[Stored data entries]
☆ ☆ ☆ ☆
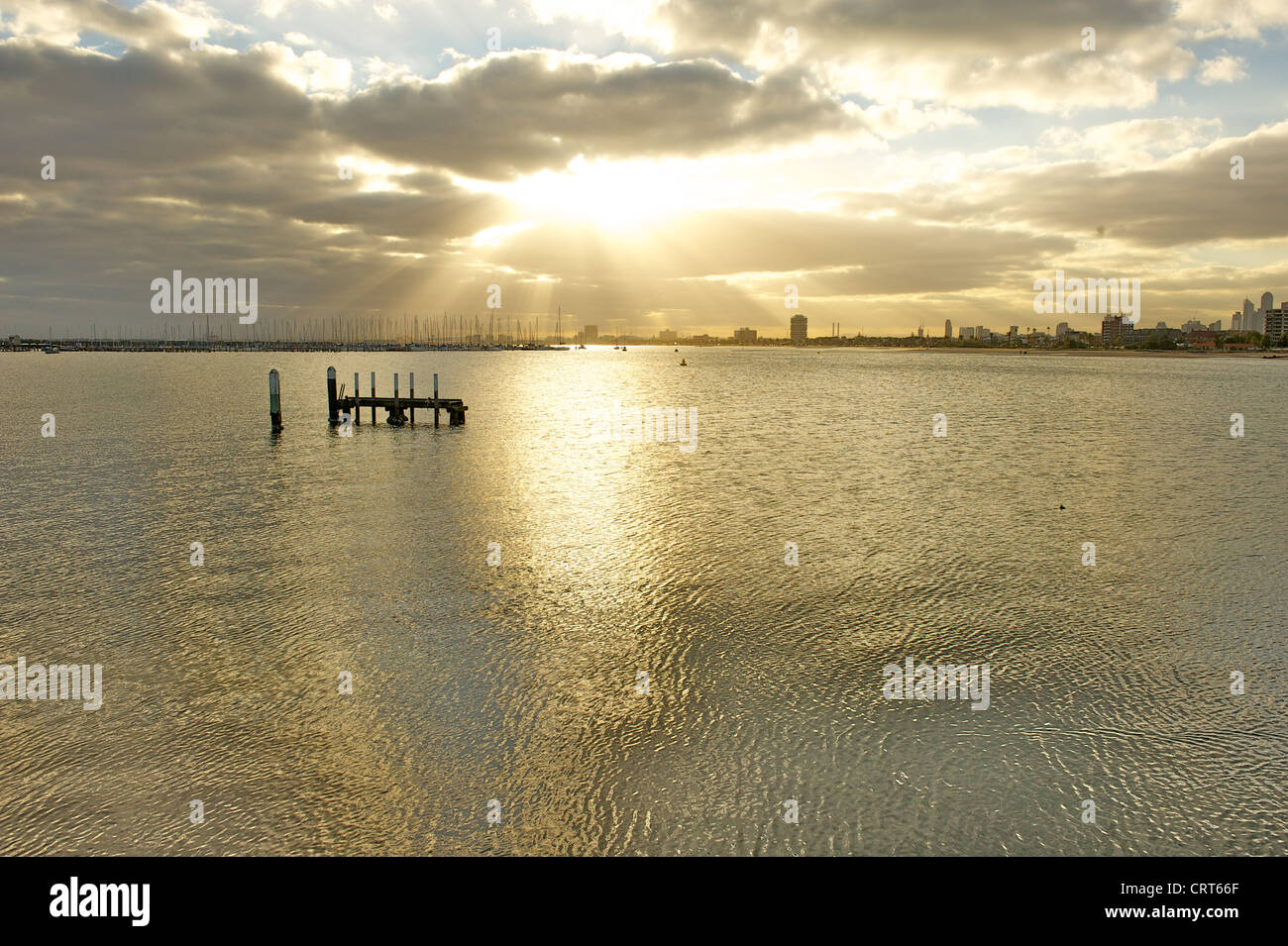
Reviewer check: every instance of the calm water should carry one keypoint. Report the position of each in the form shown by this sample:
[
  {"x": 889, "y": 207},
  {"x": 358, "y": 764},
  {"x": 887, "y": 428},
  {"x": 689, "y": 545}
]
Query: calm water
[{"x": 369, "y": 555}]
☆ ☆ ☆ ☆
What to produce> What is needed is an exact transcription of every entry, minus the pictures.

Output for this task>
Reviewer check: every instance of the calm water should carry one keypoint. Report the position of each in the form shown by this sample:
[
  {"x": 889, "y": 207},
  {"x": 358, "y": 764},
  {"x": 887, "y": 428},
  {"x": 689, "y": 545}
]
Query: calm water
[{"x": 369, "y": 555}]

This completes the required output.